# Introduction to DataFrames
**[Bogumił Kamiński](http://bogumilkaminski.pl/about/), Dec 5, 2017**

A brief introduction to basic usage of `DataFrames`. Tested under `DataFrames` master on 2017-12-05.
I will try to keep it up to date as the package evolves.

In [1]:
using DataFrames # load package

## Load and save DataFrames

In [2]:
using CSV # reading and writing CSV files
using JLD # Julia native binary format

In [3]:
x = DataFrame(A=[true, false, true], B=[1,2,missing],
              C=[missing, "b", "c"], D=['a', missing, 'c']) # create a simple DataFrame for testing purposes


Unnamed: 0,A,B,C,D
1,True,1,missing,'a'
2,False,2,b,missing
3,True,missing,c,'c'


In [4]:
CSV.write("x.csv", x)

CSV.Sink{DateFormat{Symbol("yyyy-mm-dd"),Tuple{Base.Dates.DatePart{'y'},Base.Dates.Delim{Char,1},Base.Dates.DatePart{'m'},Base.Dates.Delim{Char,1},Base.Dates.DatePart{'d'}}},DataType}(    CSV.Options:
        delim: ','
        quotechar: '"'
        escapechar: '\\'
        null: ""
        dateformat: dateformat"yyyy-mm-dd"

WRITTEN REQUEST 1: Write out, word for word, the part of the entries that opens with the line containing "Outline the lip." and closes with the line containing "[171,232,237,253]", including both of those lines. Leave the pictures out.

DATASET:
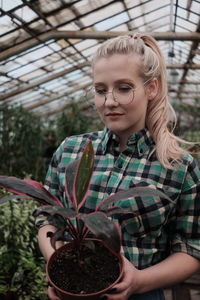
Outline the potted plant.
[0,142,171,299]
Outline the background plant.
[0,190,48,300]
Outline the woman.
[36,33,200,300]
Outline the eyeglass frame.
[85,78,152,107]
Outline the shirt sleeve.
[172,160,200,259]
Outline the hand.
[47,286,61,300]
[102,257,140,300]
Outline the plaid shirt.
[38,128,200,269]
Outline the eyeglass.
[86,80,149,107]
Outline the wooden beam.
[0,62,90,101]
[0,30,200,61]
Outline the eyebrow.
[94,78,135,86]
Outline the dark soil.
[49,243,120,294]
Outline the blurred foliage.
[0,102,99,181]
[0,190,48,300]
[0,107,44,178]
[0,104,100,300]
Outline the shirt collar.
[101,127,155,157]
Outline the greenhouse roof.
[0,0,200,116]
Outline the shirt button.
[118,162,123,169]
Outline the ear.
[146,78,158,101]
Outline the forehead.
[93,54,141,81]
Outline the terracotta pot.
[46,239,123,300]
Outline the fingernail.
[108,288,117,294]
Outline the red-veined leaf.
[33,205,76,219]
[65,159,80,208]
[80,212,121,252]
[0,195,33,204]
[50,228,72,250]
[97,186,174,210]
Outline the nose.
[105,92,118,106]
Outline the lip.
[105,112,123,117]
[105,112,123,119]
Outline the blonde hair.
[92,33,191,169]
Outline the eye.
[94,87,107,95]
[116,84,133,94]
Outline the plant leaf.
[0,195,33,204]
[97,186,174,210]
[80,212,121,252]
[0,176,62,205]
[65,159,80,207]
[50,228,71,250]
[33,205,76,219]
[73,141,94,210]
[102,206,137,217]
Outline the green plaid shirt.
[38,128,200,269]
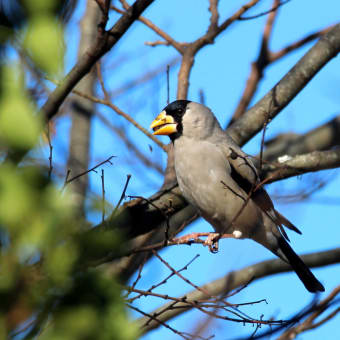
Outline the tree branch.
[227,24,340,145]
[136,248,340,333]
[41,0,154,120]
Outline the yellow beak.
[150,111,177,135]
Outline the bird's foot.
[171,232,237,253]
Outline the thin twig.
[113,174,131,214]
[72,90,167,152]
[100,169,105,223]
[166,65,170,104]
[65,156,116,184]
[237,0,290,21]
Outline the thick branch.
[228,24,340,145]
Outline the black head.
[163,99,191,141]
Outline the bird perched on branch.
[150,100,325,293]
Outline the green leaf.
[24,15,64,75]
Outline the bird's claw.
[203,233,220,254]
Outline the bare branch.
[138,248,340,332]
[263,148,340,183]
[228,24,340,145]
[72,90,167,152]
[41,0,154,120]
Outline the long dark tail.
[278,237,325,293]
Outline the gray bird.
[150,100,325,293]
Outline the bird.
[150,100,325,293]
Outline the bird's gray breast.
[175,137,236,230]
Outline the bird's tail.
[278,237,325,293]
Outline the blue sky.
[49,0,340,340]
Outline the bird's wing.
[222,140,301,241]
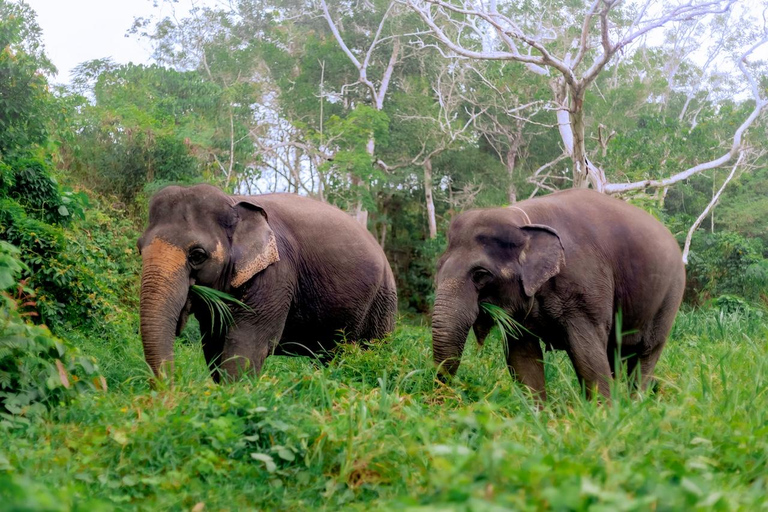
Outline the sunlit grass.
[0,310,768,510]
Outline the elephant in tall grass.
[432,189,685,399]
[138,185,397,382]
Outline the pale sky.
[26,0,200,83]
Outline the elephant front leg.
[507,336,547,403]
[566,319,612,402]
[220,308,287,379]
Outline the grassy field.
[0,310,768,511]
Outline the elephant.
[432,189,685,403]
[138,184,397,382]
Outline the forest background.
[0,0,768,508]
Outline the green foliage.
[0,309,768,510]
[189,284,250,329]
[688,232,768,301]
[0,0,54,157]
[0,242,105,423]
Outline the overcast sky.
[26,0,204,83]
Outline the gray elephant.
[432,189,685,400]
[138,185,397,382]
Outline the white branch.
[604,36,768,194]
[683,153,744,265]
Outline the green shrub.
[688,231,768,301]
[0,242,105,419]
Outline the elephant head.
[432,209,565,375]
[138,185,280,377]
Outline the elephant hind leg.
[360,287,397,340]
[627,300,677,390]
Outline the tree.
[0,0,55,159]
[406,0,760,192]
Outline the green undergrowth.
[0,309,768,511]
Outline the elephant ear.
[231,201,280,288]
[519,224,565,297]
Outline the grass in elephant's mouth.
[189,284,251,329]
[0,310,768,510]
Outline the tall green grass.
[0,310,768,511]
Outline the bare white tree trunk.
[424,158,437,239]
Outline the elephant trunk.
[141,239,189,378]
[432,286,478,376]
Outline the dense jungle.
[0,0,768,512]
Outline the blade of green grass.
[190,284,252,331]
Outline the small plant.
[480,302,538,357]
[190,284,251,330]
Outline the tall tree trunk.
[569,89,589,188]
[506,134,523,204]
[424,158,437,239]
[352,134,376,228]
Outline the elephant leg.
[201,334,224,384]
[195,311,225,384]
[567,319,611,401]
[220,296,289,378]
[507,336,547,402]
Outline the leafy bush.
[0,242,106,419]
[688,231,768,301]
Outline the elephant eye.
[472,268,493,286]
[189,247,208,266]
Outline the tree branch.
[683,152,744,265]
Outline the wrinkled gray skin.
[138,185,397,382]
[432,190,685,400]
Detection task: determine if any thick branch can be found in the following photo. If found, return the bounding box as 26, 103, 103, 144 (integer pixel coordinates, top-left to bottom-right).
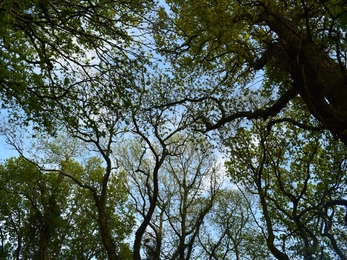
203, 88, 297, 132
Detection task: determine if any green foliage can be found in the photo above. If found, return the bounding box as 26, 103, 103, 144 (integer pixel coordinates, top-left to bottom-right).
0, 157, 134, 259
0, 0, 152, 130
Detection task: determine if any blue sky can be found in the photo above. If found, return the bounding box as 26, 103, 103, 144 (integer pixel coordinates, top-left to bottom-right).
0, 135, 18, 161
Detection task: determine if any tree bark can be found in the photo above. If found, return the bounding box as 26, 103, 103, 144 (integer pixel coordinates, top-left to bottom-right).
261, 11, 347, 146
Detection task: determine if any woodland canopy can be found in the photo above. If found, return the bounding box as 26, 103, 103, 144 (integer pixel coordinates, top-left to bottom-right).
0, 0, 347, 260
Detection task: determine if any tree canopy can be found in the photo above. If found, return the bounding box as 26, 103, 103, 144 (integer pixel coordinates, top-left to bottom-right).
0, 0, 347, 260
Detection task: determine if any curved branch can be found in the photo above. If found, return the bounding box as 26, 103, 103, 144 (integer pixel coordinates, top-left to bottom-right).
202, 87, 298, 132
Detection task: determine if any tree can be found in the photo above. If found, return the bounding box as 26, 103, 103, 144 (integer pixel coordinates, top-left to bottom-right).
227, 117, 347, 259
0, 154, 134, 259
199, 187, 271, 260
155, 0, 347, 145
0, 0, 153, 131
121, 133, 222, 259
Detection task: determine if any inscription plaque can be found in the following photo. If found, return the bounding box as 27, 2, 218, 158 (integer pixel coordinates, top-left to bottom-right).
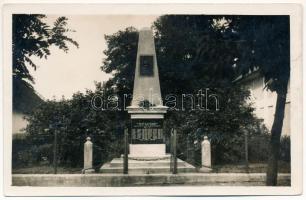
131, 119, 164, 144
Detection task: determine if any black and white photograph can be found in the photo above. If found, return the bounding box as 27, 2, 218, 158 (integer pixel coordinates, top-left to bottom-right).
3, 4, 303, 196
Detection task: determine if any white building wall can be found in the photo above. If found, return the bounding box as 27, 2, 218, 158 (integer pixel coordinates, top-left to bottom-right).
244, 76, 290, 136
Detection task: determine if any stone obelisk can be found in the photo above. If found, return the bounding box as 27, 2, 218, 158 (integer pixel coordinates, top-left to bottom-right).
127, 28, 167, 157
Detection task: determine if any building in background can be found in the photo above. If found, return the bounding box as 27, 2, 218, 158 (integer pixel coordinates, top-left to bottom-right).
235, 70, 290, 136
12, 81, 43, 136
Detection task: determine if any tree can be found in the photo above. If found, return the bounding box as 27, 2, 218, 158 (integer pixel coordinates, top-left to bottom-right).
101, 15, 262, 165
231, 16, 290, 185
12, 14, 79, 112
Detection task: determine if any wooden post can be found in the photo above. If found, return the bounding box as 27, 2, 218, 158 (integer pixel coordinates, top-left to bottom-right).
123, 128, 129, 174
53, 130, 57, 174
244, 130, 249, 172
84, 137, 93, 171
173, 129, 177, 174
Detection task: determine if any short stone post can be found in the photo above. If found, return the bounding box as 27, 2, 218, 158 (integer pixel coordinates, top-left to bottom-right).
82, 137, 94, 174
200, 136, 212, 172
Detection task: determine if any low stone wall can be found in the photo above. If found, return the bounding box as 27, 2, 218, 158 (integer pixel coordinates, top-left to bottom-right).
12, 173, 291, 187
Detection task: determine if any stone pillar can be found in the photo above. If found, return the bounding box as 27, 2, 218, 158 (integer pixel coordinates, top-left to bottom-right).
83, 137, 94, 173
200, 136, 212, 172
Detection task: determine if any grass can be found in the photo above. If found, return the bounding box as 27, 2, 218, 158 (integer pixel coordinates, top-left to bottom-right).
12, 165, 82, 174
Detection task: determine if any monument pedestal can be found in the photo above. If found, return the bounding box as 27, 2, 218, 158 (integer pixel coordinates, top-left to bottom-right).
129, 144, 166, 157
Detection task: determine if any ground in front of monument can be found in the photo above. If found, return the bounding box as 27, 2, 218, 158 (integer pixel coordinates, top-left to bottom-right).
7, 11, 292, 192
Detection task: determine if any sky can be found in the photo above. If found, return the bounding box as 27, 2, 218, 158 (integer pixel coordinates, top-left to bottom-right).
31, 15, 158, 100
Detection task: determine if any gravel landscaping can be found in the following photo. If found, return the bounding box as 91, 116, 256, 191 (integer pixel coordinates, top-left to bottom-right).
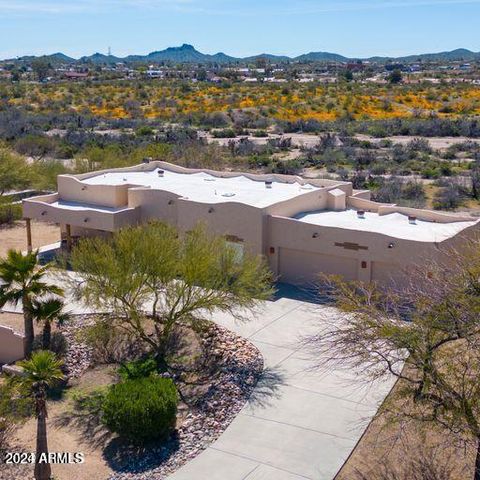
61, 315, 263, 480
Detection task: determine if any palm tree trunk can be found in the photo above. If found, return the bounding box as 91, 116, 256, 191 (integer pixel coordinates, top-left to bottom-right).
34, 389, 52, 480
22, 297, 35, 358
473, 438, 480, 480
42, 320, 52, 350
==
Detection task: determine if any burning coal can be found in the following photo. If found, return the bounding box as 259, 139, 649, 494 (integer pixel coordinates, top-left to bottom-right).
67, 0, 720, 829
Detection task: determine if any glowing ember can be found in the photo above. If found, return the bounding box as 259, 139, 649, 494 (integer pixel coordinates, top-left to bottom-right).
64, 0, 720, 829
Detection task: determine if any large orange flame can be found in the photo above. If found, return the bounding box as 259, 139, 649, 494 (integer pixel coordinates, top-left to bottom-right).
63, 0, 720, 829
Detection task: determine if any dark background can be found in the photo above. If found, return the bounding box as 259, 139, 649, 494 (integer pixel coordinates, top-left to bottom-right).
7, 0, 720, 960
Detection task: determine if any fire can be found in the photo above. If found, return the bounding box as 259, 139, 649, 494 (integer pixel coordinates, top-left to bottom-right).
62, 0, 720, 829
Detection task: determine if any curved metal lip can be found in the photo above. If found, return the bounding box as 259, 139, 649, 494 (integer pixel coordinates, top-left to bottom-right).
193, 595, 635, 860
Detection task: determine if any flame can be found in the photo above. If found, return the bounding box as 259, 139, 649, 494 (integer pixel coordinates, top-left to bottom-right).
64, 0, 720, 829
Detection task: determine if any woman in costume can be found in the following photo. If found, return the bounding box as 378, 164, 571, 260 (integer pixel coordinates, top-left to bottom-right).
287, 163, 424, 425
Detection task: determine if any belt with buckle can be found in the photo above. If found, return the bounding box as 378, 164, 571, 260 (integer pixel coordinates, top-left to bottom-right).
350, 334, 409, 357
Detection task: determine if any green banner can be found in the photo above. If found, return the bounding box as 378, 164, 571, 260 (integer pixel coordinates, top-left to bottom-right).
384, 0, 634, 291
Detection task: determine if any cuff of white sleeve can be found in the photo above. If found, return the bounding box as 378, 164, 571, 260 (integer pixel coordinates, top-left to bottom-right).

WRITTEN REQUEST 2:
Answer these questions about the DataFrames introduction:
(a) On what date was it tested under the `DataFrames` master?
(b) Which package is loaded for the Julia native binary format?
(c) What delimiter appears in the options printed after `CSV.write`?

FULL RESPONSE 1:
Outline the lip.
[105,112,123,117]
[105,112,123,119]
Outline the blonde hair.
[92,33,191,169]
Outline the eye.
[94,87,107,95]
[116,84,133,94]
Outline the plant leaf.
[0,195,33,204]
[97,186,174,210]
[80,212,121,252]
[0,176,62,205]
[65,159,80,207]
[50,228,71,250]
[33,205,76,219]
[73,141,94,210]
[102,206,137,217]
Outline the green plaid shirt.
[38,128,200,269]
Outline the tree branch.
[227,24,340,145]
[136,248,340,333]
[41,0,154,120]
Outline the yellow beak.
[150,111,177,135]
Outline the bird's foot.
[171,232,237,253]

FULL RESPONSE 2:
(a) 2017-12-05
(b) JLD
(c) ','